══ Text provided ══

Monitoring DAX - Amazon DynamoDB

Monitoring DAX

You can monitor key metrics, for example cache hit ratio, to ensure optimal DAX cluster performance, diagnose issues, and determine when you need to scale the cluster. Regularly checking key metrics helps you maintain performance, stability, and cost-efficiency by scaling the cluster to match your workload requirements. For more information about monitoring DAX, see Production monitoring.

The following list presents some of the key metrics you should monitor:

  • Cache hit ratio – Shows how effectively DAX serves cached data, reducing the need to access the underlying DynamoDB tables. Few cache misses for the cluster indicate good caching efficiency. But few cache hits suggest that you might need to revisit the caching TTL setting or the workload isn't a good fit for caching.

    Use Amazon CloudWatch to calculate your DAX cluster's cache hit ratio. Compare the ItemCacheHits, ItemCacheMisses, QueryCacheHits, and QueryCacheMisses metrics to get this ratio. The following formula shows how the cache hit ratio is calculated. To calculate the ratio using this formula, divide your cache hits by the sum of your cache hits and misses.

    Cache hit ratio = Cache hits / (Cache hits + Cache misses)

    The cache hit ratio is a number between 0 and 1, which is represented as a percentage. A higher percentage indicates better overall cache utilization.

  • ErrorRequestCount – Count of requests that resulted in user errors reported by the node or cluster. ErrorRequestCount includes requests that were throttled by the node or cluster. Monitoring user errors can help you identify scaling misconfigurations or hot item/partition patterns in your application.

  • Operation latencies – Monitoring the latency of read and write operations to and from the DAX cluster can help you in identifying performance bottlenecks. Increasing latencies might indicate issues with your DAX cluster configuration, network, or the need to scale.

  • Network consumption – Keep an eye on the NetworkBytesIn and NetworkBytesOut metrics to monitor your DAX cluster's network traffic. An unexpected increase in network throughput could mean more client requests or inefficient query patterns that are causing more data to be transferred.

    Monitoring network consumption helps you manage costs for your DAX cluster. It also ensures the network doesn't become a bottleneck for cluster performance.

═══
══ Study material ══

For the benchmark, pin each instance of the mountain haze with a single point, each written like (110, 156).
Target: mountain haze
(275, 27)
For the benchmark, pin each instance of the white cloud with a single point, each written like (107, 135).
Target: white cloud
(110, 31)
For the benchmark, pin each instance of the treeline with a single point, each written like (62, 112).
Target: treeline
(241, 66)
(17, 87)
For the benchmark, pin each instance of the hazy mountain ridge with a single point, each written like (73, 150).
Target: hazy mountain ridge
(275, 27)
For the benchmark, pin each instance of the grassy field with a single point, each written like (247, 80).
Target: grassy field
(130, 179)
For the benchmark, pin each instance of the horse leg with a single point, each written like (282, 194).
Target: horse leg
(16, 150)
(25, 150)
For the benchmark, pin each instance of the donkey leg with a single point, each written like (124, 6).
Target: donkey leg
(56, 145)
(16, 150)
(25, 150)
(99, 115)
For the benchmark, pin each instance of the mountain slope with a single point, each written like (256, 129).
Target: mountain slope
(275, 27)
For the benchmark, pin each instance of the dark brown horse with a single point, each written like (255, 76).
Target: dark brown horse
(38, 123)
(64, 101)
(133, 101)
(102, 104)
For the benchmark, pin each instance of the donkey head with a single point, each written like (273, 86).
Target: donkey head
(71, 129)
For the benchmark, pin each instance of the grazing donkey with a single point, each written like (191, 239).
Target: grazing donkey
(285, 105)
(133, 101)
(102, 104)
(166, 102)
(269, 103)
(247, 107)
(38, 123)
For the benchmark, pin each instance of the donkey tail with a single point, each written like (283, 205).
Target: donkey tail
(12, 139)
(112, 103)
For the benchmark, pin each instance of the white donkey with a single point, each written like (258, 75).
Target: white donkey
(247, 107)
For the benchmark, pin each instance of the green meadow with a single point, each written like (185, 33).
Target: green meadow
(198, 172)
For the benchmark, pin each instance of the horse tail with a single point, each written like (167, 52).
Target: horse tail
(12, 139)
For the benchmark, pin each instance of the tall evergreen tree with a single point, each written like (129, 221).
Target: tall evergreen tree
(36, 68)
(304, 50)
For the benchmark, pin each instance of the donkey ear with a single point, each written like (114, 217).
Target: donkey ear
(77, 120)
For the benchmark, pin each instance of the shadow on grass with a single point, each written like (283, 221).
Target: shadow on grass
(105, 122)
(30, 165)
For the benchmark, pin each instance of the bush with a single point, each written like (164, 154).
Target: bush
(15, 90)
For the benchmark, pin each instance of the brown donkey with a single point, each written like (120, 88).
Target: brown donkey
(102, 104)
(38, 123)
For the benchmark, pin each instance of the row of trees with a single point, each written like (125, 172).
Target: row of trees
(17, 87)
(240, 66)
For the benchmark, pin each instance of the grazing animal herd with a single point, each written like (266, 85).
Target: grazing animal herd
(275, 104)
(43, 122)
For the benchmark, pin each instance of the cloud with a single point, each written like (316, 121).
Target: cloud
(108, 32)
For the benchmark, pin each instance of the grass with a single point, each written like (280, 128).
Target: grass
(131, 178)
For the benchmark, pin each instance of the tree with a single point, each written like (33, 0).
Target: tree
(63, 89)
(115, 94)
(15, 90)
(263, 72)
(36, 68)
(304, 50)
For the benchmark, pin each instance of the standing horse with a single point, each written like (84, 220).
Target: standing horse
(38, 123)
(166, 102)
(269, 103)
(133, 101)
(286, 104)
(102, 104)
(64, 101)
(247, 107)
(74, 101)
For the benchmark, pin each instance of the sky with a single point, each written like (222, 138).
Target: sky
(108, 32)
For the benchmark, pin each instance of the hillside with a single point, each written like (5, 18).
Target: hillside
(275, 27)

═══

### [Action item]
Decide whether each statement agrees with the page on monitoring DAX. Answer yes or no for each and quote the words from that page that decide it.
1. Throttled requests are counted in ErrorRequestCount.
2. A lower cache hit ratio percentage indicates better overall cache utilization.
3. The cache hit ratio is found by dividing cache misses by cache hits.

### [Task answer]
1. Yes: "ErrorRequestCount includes requests that were throttled by the node or cluster."
2. No: "A higher percentage indicates better overall cache utilization."
3. No: "divide your cache hits by the sum of your cache hits and misses."